▸ **QUOTED PASSAGE**:

Robotics have come to partial knee replacements, which "are unforgiving of even a very subtle amount of misalignment or imbalance," says Jess Lonner, MD, one of the first surgeons to use the Navio system from Blue Belt Technologies (bluebelttech.com/products) to perform a partial knee replacement. "This device reduces variability, enhances the precision with which we can prepare the bone and dramatically improves the ability to balance soft tissues."

In treating a patient presenting with medial osteoarthritis, Dr. Lonner used Navio to create a surgical plan, resurface the patient's diseased bone, and implant a prosthesis to restore function to the patient's knee and reduce the pain associated with osteoarthritis.

"It's long been known that partial knee replacements fare far better when they're aligned well and balanced well," says Dr. Lonner, associate professor of orthopaedic surgery at Thomas Jefferson University Hospital and attending orthopaedic surgeon at the Rothman Institute in Philadelphia, Pa. "But they can be very challenging for surgeons who don't do many. It's hard to become proficient. Even in the hands of a proficient surgeon, it's difficult to be as precise as you'd like with conventional methods."

Navio gives surgeons robotic control via a handheld, computer-assisted bone-cutting tool along with a navigation platform that presents a detailed virtual cutting guide. The system, built on an open implant-architecture platform, supports multiple implant systems, says the company.

The Navio handpiece lets surgeons precisely resurface bone based on a predefined plan. Coupled with navigation tracking the real-time position of the hand-piece and the patient, freehand sculpting removes only the targeted bone while the robotics enforces a safety zone, says the company. And it does it all without a pre-op CT scan, instead using the limb's natural landmarks to map the cutting parameters.

"The original robotic technology required a pre-op CT scan," says Dr. Lonner. "With this system you do all the mapping and planning based on intraoperative registration of landmarks of the limb. Our research has shown that it is equally as precise as the CT-based technology with a considerable per-case savings."

Robotic systems have helped foster greater precision, but their price tag has been a deterrent. "The predicate robotic system that was released in 2006 cost about $1.2 million," says Dr. Lonner. At about one-third of that price, the Navio "is much more affordable and far more palatable for administrators and physicians."

Navio is simple for surgeons to master, says Dr. Lonner, who's used the sculpting tool to perform cases at the Thomas Jefferson Riverview Surgical Center in Philadelphia. "The mapping performed during surgery creates your parameters. And since it's a hands-on sculpting tool, it's actually quite easy to use. There's not much of a learning curve — maybe 5 or 10 cases," he says.

▸ **WORK INSTRUCTION**:
Reproduce the stretch of the article on robotic partial knee replacement from "The Navio handpiece" through "the cutting parameters.", word for word.

▸ **EXTRACTED DATA**:
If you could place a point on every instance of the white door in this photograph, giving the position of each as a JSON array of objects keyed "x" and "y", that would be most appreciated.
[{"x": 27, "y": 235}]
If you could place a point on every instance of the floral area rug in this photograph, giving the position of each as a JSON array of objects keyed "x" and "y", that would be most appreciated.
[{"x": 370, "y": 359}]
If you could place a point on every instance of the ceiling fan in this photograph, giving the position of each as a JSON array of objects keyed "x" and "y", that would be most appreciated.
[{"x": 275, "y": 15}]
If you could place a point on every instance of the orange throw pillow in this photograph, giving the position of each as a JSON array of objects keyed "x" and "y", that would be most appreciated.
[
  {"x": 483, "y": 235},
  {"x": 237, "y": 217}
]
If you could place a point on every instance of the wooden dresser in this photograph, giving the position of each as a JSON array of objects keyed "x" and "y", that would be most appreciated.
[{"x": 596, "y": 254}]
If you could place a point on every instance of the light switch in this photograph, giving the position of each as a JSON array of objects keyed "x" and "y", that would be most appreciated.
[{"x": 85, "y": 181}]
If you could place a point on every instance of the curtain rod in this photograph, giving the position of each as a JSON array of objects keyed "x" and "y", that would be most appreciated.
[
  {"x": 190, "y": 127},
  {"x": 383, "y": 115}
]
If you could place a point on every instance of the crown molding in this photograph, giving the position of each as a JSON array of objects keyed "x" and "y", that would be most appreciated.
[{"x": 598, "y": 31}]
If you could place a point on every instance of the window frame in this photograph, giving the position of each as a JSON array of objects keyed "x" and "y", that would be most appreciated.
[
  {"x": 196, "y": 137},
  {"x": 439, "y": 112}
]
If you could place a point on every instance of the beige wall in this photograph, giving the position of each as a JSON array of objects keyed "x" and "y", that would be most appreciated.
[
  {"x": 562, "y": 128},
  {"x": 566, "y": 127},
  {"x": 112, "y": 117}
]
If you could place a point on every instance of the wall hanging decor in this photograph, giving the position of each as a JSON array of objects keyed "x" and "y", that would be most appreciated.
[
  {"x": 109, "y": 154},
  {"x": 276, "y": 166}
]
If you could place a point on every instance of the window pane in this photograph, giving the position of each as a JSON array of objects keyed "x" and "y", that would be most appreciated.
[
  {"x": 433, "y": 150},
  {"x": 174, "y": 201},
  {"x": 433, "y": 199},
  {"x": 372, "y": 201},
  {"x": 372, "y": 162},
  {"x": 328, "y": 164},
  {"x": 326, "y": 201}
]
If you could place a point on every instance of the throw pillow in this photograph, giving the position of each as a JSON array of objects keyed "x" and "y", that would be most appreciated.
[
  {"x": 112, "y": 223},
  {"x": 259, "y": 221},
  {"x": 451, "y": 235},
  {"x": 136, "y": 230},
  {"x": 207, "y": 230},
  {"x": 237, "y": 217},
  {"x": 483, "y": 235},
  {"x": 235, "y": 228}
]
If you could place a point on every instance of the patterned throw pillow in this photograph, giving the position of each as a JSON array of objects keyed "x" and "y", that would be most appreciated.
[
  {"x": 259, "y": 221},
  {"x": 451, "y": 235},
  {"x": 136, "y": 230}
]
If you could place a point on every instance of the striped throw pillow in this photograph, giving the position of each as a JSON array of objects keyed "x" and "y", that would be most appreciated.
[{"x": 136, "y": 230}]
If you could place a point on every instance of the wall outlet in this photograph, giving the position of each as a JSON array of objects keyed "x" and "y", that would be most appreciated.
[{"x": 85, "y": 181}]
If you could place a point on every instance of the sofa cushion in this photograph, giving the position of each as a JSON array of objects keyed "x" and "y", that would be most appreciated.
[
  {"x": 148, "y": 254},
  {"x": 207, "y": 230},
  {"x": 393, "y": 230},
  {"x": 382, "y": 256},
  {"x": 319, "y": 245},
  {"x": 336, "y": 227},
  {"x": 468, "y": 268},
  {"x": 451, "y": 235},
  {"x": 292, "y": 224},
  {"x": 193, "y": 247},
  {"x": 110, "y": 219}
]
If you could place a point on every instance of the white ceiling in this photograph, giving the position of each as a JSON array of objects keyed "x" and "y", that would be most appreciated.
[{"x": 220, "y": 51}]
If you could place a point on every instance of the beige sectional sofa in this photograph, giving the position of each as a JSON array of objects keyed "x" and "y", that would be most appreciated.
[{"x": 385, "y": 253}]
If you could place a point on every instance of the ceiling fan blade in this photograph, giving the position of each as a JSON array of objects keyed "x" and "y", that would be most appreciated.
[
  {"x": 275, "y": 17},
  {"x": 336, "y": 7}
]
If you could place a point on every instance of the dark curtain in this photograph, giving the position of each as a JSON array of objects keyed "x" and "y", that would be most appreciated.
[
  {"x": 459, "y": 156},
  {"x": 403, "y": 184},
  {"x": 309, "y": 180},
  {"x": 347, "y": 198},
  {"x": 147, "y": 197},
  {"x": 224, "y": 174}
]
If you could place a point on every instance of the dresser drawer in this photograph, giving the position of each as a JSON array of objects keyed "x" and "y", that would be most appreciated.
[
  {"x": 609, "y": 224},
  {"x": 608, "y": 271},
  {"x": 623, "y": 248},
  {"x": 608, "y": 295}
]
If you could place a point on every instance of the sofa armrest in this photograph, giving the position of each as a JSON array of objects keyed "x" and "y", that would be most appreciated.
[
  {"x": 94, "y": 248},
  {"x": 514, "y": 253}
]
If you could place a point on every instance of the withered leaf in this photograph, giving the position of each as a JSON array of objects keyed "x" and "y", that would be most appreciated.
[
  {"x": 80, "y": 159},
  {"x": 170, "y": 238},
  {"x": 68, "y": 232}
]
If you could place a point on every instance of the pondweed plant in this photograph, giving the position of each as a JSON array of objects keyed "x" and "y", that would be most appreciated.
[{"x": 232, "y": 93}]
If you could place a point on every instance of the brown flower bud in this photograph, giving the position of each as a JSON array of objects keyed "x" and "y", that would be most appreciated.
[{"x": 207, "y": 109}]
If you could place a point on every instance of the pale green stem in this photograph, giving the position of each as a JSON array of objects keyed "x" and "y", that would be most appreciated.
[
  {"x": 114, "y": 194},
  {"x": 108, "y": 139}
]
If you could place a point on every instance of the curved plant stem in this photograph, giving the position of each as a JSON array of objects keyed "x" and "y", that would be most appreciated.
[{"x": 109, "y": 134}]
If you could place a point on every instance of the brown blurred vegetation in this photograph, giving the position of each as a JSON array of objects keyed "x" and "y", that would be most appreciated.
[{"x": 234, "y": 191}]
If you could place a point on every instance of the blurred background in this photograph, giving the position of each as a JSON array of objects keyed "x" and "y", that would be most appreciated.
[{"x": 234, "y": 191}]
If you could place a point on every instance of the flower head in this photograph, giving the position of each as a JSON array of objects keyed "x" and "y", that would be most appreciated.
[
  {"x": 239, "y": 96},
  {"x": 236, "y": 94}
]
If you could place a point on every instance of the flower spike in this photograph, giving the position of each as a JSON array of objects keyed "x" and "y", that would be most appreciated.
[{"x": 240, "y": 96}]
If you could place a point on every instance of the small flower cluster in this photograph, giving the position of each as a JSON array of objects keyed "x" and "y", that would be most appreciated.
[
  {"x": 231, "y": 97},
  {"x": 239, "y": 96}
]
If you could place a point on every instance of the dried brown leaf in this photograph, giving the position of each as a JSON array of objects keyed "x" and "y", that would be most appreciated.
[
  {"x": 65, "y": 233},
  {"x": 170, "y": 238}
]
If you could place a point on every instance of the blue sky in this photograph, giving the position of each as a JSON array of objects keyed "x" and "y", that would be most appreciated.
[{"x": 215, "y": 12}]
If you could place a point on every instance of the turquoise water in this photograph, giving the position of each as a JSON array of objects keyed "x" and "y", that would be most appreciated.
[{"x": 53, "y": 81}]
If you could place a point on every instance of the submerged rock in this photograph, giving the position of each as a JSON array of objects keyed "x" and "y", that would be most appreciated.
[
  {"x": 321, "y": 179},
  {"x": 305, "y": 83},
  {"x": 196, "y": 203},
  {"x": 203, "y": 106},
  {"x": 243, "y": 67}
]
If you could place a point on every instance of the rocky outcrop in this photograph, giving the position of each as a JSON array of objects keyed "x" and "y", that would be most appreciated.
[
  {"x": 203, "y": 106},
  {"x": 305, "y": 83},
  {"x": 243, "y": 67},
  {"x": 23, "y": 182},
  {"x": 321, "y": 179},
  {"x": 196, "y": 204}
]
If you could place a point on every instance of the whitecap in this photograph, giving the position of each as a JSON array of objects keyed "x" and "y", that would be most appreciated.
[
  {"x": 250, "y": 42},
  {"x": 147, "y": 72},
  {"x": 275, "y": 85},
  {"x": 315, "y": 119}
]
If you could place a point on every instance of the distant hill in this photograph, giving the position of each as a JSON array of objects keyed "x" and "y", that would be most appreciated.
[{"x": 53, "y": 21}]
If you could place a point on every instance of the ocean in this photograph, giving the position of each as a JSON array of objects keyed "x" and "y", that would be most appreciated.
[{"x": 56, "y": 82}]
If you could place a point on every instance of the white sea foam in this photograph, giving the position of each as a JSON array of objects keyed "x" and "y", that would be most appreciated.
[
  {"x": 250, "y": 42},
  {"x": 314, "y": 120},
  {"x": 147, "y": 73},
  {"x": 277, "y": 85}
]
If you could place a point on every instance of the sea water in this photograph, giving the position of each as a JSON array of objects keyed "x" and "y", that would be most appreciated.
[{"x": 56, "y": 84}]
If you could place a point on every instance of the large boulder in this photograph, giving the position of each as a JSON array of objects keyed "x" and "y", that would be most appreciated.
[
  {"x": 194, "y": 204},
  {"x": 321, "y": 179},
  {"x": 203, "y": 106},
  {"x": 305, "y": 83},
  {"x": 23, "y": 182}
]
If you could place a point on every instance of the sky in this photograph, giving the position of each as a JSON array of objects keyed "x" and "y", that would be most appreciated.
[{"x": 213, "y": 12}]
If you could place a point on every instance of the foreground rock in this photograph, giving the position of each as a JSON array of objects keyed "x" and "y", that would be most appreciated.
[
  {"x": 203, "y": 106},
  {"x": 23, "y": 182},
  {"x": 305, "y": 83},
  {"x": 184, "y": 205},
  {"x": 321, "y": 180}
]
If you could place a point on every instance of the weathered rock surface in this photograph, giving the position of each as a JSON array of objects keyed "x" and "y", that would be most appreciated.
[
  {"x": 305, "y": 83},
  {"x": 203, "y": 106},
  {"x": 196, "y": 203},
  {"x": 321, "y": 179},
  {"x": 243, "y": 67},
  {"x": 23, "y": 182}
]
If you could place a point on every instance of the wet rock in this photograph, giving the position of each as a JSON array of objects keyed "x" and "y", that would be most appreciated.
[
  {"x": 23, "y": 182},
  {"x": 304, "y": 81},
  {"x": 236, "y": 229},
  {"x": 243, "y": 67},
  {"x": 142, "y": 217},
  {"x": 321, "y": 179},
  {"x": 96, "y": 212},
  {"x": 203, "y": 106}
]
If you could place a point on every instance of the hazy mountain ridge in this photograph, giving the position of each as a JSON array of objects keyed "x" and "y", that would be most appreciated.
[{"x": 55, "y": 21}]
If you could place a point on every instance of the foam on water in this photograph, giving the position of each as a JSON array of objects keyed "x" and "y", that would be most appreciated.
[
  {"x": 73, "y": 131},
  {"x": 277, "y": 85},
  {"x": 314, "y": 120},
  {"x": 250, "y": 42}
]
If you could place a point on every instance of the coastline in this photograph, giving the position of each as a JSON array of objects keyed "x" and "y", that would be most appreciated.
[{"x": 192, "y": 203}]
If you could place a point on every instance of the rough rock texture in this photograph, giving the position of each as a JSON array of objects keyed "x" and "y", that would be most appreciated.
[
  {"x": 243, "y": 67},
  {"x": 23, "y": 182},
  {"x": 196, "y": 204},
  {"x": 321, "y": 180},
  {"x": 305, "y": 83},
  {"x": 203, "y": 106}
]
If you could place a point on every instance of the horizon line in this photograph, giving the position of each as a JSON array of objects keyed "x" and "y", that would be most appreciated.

▸ **YOUR SOLUTION**:
The Navio handpiece lets surgeons precisely resurface bone based on a predefined plan. Coupled with navigation tracking the real-time position of the hand-piece and the patient, freehand sculpting removes only the targeted bone while the robotics enforces a safety zone, says the company. And it does it all without a pre-op CT scan, instead using the limb's natural landmarks to map the cutting parameters.